Work item
Continue the patent passage below on the ejector, body, and container assembly, beginning immediately after its final sentence.

Text passage
━━━━━━━━━━━━━━━━━━━━

With ejector 104 attached to body 201, channel 107 passes through body 201 and extends out the opposite end of body 201 relative to ejector 104. Viewing the assembly of ejector 104 and body 201 from the side, two channels (may also be referred to as straws or tubes) 110 and 107 extend beyond cap 103. The assembly is positioned over a suitable container 102 such that the two channels 110 and 107 enter container 102 through the opening. Body 201 is lowered onto container 102 wherein cap 103 attaches through a rotational motion onto container 102. To ease assembly as just described, cap 103 should freely rotate about body 201. After this final assembly, ejector 104, body 201 and container 102 are firmly attached together. One skilled in the art will readily understand that other means of connecting the parts together are available. The present application is not intended to limit the means to a screw cap as described.
In the preferred embodiment, body 201 may function as a handle for the final assembly. However, body 201 may include an appropriate appendage 200 that would function as a handle. Container 102 may also be molded so as to include a handle.

━━━━━━━━━━━━━━━━━━━━

Information supplied
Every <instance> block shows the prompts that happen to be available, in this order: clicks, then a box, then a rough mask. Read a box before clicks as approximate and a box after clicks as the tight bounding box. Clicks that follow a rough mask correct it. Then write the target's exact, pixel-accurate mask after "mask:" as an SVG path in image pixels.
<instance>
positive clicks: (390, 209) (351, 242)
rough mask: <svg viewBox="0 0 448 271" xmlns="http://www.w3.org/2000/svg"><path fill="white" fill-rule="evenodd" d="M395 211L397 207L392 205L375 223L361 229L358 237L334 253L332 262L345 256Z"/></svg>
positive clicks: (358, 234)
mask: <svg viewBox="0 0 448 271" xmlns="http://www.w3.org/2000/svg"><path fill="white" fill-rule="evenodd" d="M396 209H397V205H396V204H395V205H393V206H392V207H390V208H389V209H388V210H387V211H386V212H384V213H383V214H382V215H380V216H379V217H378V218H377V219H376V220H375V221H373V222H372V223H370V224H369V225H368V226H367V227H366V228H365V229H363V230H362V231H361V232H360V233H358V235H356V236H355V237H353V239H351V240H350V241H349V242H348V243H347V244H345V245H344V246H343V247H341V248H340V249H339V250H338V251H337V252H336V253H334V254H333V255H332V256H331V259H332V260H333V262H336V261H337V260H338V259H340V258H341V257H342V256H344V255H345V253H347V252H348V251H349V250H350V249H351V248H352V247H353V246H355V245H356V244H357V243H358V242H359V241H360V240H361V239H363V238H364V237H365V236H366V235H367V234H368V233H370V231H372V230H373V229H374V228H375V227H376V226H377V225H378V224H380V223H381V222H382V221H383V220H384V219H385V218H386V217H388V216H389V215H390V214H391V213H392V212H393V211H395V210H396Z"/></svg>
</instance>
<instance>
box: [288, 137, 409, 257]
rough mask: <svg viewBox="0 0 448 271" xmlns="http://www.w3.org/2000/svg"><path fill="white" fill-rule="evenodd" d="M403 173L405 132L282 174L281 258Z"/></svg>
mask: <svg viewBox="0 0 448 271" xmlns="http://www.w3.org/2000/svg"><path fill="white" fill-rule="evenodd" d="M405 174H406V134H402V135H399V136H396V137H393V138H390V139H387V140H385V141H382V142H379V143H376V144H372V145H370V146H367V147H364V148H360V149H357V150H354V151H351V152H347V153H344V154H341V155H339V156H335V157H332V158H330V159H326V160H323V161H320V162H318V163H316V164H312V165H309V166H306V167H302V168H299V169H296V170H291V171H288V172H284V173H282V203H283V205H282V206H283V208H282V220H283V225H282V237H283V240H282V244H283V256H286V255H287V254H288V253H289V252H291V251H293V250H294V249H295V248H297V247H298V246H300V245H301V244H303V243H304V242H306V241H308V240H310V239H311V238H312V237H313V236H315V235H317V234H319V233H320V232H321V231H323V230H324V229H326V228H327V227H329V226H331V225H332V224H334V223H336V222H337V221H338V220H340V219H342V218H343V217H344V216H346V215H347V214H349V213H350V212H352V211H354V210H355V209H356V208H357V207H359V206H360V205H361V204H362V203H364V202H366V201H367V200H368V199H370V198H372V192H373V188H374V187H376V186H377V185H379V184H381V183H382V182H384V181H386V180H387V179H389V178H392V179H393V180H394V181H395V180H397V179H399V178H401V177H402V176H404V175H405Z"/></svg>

━━━━━━━━━━━━━━━━━━━━

Solved problem
Referring briefly to FIG. 2, one embodiment of ejector 104 is shown in more detail. The trigger type ejector 104 (or spray head) dispenses a fine mist or droplets or even a stream of liquid depending on the adjustment on the ejection port 106. The simplified ejector shown in FIG. 2 consists essentially of an adjustable atomizer 403, which may be continuously adjustable between a fine mist and a stream of liquid. Many adjustable atomizers include a position that completely prevents ejection of liquid. A hand pump constitutes the remaining components of ejector 104.
A typical hand pump consists of a pumping chamber 405, which in the embodiment herein is integrated into the ejector housing. Pump piston 406 is positioned inside pumping chamber 405. Spring 407 insures that pump piston 406 is returned to the starting position when lever 410 is released. Check valve 408 allows liquid to flow into pumping chamber during the back stroke of pump piston 406 and prevents liquid from flowing during the power stroke of pump piston 406. Liquid conduit 409 directs the liquid from pumping chamber 405 to adjustable atomizer 403 during the power stroke of pump piston 406. Finally lever 410 provides the necessary leverage to allow the user to move pump piston 406.
In normal operation, the user squeezes lever 410 thereby forcing pump piston 406 into pumping chamber 405. Check valve 408 prevents liquid from escaping towards liquid channel 107 thus, the liquid in pumping chamber 405 may only escape through liquid conduit 409 and exit at adjustable atomizer 403. When the user releases lever 410, spring 407 returns pump piston 406 to its original position. Adjustable atomizer 403 prevents any air or liquid to returning through liquid conduit 409 during the pump piston back stroke, thereby creating a vacuum in pumping chamber 405. Once pump piston 406 returns to its original position, the vacuum is broken and liquid is drawn through check valve 408 thereby filling pumping chamber 405 ready for the next power stroke.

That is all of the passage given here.